- MATERIAL SHOWN:
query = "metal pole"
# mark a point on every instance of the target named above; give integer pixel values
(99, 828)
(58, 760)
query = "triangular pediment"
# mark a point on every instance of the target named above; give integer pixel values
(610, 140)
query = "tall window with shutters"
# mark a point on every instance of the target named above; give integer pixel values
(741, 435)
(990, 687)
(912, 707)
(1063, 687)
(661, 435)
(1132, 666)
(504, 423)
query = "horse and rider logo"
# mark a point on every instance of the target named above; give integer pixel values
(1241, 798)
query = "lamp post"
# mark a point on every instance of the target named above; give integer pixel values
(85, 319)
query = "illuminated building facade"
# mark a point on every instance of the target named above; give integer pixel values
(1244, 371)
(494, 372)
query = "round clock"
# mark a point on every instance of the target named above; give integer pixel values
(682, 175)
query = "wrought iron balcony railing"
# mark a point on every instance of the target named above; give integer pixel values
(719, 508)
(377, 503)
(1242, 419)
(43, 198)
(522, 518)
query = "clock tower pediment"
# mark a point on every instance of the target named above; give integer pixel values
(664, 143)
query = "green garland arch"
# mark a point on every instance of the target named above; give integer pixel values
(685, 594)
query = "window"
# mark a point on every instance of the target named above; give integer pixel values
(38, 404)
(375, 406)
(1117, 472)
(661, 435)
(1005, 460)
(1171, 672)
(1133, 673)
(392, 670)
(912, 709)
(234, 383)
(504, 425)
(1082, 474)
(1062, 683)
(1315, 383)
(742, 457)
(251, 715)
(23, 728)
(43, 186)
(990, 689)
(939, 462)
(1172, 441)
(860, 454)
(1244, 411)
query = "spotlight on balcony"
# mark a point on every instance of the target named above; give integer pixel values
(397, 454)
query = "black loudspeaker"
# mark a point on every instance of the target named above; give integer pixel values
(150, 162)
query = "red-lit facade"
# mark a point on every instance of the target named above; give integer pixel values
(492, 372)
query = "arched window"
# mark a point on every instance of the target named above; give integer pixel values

- DIRECTIONS FOR THIS TASK:
Rename "instance" to "occurrence" throughout the data from its beginning through the line with "(1241, 798)", including both ends. Reproduce those lines with no other changes.

- FINISHED EXERCISE:
query = "metal pole"
# mark a point on every occurrence of the target named above; give integer pixel values
(99, 828)
(58, 760)
query = "triangular pediment"
# mark a point on every occurrence of the target named above; give integer pixel values
(610, 140)
query = "tall window with shutters"
# mark a point on every occurrence of the target named above; give integer pixel values
(741, 435)
(990, 687)
(912, 707)
(1063, 687)
(661, 435)
(1132, 666)
(504, 423)
query = "horse and rider logo"
# mark a point on every occurrence of the target named above; give integer pixel values
(1241, 798)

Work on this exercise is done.